> EXCERPTED TEXT
You can get some sense of how I learn to sort things: I have an idea, I run it out a few paces, see if it holds up, then decide to stretch it further. Of course, in the stretching I see the thin spots and irregularities and tears and Oh, look at this line, let’s see where it goes. . . .

And then at some point I stop and go, Wait, what was the question? And I have to retrace my steps or maybe I just find another way back and sometimes the point is still there and sometimes it’s. . . not.

That’s fine. I mean, that can be frustrating as all hell, but how can I know if an idea can fly unless I toss it out there?

(Oh, and welcome to the mixed-up metaphors of Ms. Messypants NewYorker. Whatever. It’s late.)

So that’s what I do: I fling ideas hither and yon and see which ones hold up enough to stitch into a thought-line, and, maybe, just maybe, to make some sense.





I’m afraid of the words

5 08 2019

So, there are a couple of different types of naming-power.

There’s the power to determine what it is to be a part of a group. This is so common a form of naming that we often don’t call it as such; instead, we call it ‘defining’ and defenses of such definitions, ‘boundary policing’.

Examples: Who is American? Who’s Christian or Muslim? Who’s a Democrat or Republican? Conservative, liberal, leftist, etc. Such defining is a basic part of any society, and any politics, and, really, any commentary on society or politics. We seek to make sense of a jumble, and so sort things into “this” (and “not-this”) and “that” (and “not-that”) and “the other thing.”

This matters in politics, not the least in determining whether something counts as political as all, and conflicts over such definitions can lead to great anger and, in the worst cases, violence. Who’s in and who’s out and who gets to decide is a foundational set of political questions.

There’s also the power to name oneself: I am this, and this, and this, and not that, or the other thing. This self-naming can set eyelids to twitching; asking or reminding or demanding that others recognize one as this, and this, and this can, yep, set others off.

Coupled with this is the shrugging off of what others have named you: You have said I am this, but, no, I am not-this. Not only are you claiming the power to name yourself, you are denying the power of others to name you. Ditto on the off-settings.

> DIRECTIVES
A. In the excerpt, list every group named after "Examples:" as a case of defining who belongs.
B. Answer these questions about the excerpt:
(i) What does the writer say they do with ideas in the sentence beginning "So that's what I do"?
(ii) What do people often call the power to determine what it is to be part of a group, instead of calling it naming?
(iii) What two things does shrugging off what others have named you involve?
C. Quote the excerpt from "(Oh, and welcome" to "make some sense.".

> RECORD SET

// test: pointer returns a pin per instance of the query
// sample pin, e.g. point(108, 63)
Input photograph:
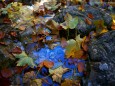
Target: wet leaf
point(70, 21)
point(63, 42)
point(57, 73)
point(47, 64)
point(2, 34)
point(88, 21)
point(36, 82)
point(24, 59)
point(81, 66)
point(16, 50)
point(90, 15)
point(6, 73)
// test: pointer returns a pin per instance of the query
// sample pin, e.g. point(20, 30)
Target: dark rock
point(83, 28)
point(102, 57)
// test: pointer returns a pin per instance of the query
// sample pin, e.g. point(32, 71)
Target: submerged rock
point(102, 58)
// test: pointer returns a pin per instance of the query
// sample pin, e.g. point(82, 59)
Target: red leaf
point(16, 50)
point(6, 73)
point(90, 16)
point(81, 66)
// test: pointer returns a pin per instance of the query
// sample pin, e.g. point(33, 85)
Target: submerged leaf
point(70, 22)
point(47, 64)
point(57, 73)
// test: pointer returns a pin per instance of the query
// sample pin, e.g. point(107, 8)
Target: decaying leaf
point(63, 42)
point(69, 82)
point(16, 50)
point(88, 21)
point(36, 82)
point(90, 16)
point(24, 59)
point(70, 22)
point(47, 64)
point(6, 73)
point(81, 66)
point(2, 34)
point(57, 73)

> THE ANSWERS
A. American, Christian, Muslim, Democrat, Republican, conservative, liberal, leftist

B.
(i) The writer flings them hither and yon and sees which ones hold up enough to stitch into a thought-line.
(ii) They call it "defining."
(iii) Claiming the power to name yourself and denying the power of others to name you.

C.
(Oh, and welcome to the mixed-up metaphors of Ms. Messypants NewYorker. Whatever. It’s late.)

So that’s what I do: I fling ideas hither and yon and see which ones hold up enough to stitch into a thought-line, and, maybe, just maybe, to make some sense.